START INPUT FOR THIS TASK

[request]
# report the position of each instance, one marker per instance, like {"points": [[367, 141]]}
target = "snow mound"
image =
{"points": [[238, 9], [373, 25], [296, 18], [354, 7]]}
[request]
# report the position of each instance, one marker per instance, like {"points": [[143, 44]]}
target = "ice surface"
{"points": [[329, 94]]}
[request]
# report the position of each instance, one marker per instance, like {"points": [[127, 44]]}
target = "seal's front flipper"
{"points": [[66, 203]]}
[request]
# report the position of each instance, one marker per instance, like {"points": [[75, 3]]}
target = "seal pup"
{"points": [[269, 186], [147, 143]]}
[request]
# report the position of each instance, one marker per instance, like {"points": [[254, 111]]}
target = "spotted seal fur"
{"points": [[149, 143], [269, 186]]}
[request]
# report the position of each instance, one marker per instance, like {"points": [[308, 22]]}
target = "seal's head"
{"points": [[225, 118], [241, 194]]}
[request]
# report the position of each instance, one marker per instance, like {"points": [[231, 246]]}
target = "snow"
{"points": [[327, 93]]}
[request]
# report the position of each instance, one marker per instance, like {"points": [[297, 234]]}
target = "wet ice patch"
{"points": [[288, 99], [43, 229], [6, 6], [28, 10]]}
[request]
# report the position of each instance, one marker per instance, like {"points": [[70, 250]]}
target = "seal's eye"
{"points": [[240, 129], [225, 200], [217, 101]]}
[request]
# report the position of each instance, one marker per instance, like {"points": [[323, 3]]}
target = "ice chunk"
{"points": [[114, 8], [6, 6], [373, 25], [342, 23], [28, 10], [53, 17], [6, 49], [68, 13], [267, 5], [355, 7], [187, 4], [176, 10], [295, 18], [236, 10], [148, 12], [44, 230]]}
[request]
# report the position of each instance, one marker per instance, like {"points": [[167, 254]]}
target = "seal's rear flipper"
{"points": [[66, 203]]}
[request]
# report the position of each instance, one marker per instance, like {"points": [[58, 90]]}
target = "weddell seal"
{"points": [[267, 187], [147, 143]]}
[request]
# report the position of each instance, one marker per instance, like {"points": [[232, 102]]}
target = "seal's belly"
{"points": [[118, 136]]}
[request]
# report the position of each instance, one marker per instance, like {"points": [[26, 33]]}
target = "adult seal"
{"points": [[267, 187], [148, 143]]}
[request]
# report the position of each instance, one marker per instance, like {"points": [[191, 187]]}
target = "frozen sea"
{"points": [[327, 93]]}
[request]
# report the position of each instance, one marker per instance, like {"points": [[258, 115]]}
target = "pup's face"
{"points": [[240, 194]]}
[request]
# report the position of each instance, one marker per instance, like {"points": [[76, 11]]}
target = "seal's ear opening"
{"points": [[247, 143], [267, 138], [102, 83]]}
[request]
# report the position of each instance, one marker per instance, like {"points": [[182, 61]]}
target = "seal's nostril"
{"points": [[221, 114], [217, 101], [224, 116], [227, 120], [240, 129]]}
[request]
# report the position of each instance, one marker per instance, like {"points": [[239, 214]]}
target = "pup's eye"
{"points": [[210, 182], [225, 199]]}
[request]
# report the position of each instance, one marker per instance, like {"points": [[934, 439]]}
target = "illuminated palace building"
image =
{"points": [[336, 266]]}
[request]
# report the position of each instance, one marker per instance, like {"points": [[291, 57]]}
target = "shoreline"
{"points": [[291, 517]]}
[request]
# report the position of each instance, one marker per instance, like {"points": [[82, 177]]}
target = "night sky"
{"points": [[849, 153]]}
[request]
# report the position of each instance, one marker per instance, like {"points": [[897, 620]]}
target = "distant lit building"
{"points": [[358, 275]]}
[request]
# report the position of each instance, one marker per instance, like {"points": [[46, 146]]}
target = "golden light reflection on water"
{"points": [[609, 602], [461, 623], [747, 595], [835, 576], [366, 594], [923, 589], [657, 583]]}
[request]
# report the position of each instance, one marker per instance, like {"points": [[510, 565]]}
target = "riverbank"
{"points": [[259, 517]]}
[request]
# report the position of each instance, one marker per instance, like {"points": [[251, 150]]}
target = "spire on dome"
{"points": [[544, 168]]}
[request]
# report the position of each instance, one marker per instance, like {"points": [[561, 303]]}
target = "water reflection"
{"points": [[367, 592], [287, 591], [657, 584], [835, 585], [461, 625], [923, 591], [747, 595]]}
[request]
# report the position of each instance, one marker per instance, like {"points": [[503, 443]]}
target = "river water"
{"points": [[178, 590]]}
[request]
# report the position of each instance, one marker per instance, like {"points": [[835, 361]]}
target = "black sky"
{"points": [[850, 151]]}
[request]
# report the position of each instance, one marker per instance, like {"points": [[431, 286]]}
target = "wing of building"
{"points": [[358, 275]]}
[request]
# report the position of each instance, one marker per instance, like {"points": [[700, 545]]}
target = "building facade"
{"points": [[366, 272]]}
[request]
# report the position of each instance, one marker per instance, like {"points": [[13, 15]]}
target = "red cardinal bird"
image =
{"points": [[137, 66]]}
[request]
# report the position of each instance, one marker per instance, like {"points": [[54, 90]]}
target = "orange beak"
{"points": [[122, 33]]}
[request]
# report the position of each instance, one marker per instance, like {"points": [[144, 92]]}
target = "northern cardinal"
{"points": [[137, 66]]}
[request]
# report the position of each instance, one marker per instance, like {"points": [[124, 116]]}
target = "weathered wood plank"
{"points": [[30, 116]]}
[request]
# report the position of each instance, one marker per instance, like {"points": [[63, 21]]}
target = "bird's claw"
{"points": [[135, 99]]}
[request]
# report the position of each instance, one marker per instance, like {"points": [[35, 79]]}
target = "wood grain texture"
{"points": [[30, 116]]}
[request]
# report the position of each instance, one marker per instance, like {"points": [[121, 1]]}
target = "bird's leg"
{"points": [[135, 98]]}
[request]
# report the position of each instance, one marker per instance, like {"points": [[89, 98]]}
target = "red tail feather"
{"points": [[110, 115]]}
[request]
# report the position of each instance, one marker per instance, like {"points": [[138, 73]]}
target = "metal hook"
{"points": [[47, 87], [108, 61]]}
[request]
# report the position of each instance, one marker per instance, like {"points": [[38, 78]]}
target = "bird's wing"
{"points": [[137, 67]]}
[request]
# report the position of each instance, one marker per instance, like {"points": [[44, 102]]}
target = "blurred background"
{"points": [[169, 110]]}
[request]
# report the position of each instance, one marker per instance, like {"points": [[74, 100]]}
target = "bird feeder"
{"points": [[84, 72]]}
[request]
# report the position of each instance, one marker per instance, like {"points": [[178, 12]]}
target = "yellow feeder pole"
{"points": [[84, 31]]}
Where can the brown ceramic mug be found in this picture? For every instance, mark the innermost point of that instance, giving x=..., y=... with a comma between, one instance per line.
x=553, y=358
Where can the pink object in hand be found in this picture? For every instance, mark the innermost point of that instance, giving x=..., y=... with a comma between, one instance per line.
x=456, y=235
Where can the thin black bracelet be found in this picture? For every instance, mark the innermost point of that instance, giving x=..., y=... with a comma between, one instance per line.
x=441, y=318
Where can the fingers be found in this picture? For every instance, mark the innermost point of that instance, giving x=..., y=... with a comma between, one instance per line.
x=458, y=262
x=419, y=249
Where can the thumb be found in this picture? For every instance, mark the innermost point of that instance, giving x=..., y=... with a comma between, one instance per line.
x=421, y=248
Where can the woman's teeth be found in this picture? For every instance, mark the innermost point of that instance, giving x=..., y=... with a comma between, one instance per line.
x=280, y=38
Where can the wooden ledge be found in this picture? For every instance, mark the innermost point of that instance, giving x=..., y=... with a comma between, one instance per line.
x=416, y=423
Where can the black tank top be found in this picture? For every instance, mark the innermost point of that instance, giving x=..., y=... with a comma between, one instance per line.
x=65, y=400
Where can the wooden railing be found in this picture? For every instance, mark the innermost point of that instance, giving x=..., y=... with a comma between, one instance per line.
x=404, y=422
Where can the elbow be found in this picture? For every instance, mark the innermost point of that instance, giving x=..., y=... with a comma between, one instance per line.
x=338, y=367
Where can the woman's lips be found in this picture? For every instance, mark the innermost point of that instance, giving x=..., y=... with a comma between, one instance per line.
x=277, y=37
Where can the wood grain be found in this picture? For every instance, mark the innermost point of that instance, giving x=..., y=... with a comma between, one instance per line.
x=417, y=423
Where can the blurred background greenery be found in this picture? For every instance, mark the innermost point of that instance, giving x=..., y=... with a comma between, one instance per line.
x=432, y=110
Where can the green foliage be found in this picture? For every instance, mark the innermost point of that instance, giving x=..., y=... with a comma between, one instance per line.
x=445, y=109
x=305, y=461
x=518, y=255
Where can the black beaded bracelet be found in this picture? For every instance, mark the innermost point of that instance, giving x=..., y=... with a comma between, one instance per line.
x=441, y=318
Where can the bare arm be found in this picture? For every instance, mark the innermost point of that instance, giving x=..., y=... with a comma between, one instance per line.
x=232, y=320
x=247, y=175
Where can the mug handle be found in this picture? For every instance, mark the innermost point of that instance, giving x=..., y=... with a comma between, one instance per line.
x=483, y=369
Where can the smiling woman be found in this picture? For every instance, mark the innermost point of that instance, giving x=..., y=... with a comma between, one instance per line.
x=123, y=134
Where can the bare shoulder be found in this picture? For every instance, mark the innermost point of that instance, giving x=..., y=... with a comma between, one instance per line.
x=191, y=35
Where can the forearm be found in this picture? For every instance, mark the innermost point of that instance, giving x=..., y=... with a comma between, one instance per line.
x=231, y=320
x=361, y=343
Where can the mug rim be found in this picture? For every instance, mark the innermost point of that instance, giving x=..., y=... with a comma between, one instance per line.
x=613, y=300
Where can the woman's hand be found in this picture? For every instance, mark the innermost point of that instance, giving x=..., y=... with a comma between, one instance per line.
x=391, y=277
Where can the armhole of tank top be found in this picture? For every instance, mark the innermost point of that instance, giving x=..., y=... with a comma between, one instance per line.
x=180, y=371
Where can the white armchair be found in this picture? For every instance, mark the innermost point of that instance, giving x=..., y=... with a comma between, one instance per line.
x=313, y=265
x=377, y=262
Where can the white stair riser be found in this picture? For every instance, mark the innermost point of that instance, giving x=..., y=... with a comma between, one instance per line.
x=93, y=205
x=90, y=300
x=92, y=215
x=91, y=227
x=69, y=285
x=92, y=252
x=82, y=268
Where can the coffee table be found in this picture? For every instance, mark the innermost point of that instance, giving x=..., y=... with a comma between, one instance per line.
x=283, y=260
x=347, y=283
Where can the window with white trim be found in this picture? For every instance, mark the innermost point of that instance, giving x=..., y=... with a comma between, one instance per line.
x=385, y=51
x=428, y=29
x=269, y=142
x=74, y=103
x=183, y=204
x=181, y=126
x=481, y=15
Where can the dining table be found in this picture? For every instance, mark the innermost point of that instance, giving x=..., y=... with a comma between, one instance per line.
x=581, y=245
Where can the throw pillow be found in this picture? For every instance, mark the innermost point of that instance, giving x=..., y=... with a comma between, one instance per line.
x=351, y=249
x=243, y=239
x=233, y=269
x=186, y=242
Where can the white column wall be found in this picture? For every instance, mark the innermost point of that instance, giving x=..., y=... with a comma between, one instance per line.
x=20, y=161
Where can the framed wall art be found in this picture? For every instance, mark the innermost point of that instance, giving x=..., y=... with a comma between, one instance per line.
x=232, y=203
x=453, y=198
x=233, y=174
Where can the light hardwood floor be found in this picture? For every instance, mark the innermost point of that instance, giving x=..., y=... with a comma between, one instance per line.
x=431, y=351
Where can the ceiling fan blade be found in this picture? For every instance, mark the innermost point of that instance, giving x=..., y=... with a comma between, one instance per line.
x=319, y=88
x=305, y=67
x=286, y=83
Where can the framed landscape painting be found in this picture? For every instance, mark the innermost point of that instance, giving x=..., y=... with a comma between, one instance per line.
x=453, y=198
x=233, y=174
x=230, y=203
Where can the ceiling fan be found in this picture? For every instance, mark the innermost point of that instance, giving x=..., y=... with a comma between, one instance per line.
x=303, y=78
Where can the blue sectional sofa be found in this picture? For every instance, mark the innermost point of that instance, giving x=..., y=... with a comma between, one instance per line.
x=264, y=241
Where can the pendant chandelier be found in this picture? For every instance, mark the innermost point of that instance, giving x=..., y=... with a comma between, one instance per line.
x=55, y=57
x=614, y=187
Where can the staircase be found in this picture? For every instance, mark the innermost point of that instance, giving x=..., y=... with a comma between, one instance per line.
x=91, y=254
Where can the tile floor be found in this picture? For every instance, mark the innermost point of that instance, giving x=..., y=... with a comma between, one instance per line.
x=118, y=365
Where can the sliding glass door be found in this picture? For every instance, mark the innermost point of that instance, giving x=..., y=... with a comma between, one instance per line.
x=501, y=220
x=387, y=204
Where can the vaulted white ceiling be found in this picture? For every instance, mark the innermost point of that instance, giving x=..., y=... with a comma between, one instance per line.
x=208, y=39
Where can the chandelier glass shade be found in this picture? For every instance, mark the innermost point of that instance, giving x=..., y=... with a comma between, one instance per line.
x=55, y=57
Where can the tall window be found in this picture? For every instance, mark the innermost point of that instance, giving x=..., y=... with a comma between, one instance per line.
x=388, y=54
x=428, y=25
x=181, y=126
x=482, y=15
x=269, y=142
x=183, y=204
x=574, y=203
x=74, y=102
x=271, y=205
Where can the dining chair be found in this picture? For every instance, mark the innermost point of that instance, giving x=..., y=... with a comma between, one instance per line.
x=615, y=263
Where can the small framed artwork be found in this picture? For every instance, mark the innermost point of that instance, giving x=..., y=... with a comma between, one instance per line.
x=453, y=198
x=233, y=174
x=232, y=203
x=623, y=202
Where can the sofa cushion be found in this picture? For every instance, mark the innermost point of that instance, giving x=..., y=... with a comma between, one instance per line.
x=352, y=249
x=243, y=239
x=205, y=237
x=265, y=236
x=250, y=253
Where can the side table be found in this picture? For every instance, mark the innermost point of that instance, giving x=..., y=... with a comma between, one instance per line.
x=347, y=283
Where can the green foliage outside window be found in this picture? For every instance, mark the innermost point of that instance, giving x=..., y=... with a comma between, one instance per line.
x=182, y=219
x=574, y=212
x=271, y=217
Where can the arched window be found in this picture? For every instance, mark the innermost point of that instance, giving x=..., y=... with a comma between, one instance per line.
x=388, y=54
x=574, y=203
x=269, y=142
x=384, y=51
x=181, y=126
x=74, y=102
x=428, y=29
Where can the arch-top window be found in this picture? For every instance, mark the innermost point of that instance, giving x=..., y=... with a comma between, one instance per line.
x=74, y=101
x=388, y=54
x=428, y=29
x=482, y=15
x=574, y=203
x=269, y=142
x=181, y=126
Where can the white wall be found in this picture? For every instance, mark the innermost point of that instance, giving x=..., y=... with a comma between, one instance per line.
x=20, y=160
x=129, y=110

END INPUT FOR THIS TASK

» TASK INSTRUCTIONS: Reproduce everything from the line containing "Where can the elbow" down to the line containing "x=432, y=110", switching "innermost" to "central" and changing nothing else.

» EXERCISE SOLUTION:
Where can the elbow be found in this picture? For every instance, mark the central point of that instance, giving x=..., y=... with a comma between, one instance per line.
x=338, y=367
Where can the woman's lips be found in this picture? For every instance, mark the central point of that instance, giving x=..., y=... with a comma between, one instance per line.
x=277, y=37
Where can the wood grain be found in this picture? For every instance, mark the central point of that instance, giving x=..., y=... with a comma between, one instance per line.
x=417, y=423
Where can the blurred background greenery be found in this picture? For every instance, mark the central point of that instance, giving x=..., y=... with a comma between, one instance per line.
x=432, y=110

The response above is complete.